= Task brief =
Looking through the data below, work out how many lines have the word "instance". Reply with that number only.

= The data =
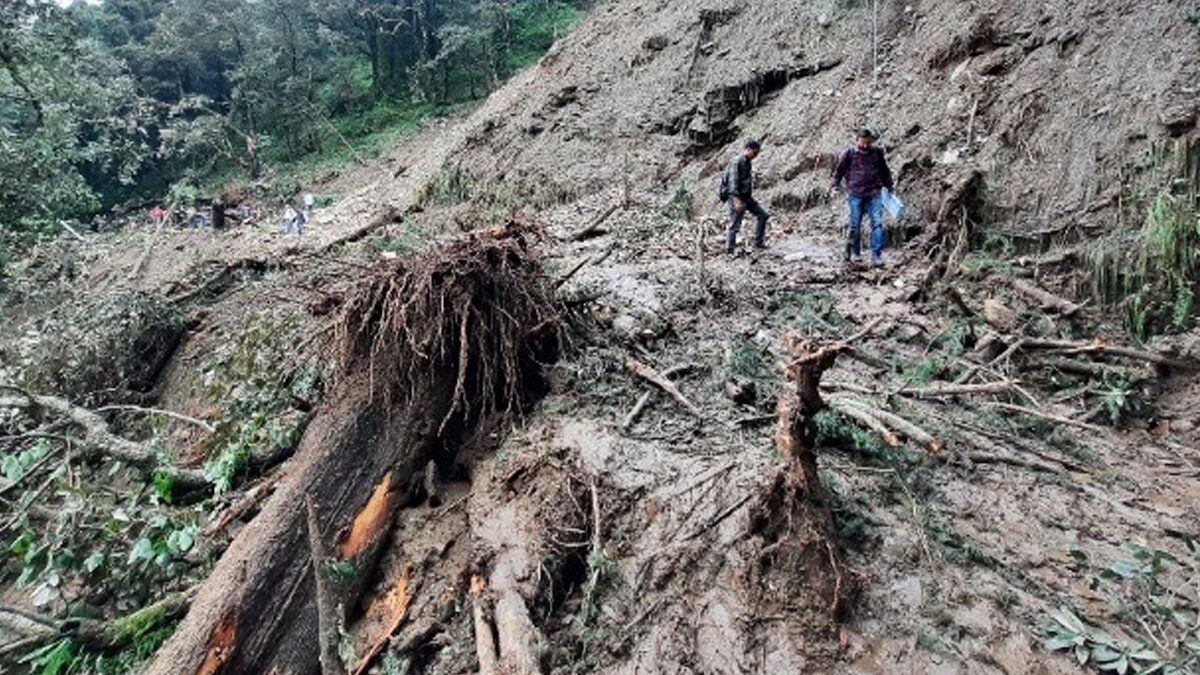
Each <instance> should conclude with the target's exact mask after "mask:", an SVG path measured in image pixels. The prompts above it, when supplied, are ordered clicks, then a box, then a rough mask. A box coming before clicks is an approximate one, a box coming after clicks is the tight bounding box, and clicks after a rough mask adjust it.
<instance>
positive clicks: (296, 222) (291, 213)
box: [281, 204, 304, 237]
mask: <svg viewBox="0 0 1200 675" xmlns="http://www.w3.org/2000/svg"><path fill="white" fill-rule="evenodd" d="M293 229H295V231H296V234H298V235H301V234H304V223H302V222H300V214H298V213H296V210H295V209H293V208H292V204H288V208H286V209H283V221H282V222H281V232H282V234H283V235H284V237H287V235H288V234H292V231H293Z"/></svg>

= Reply to the task =
2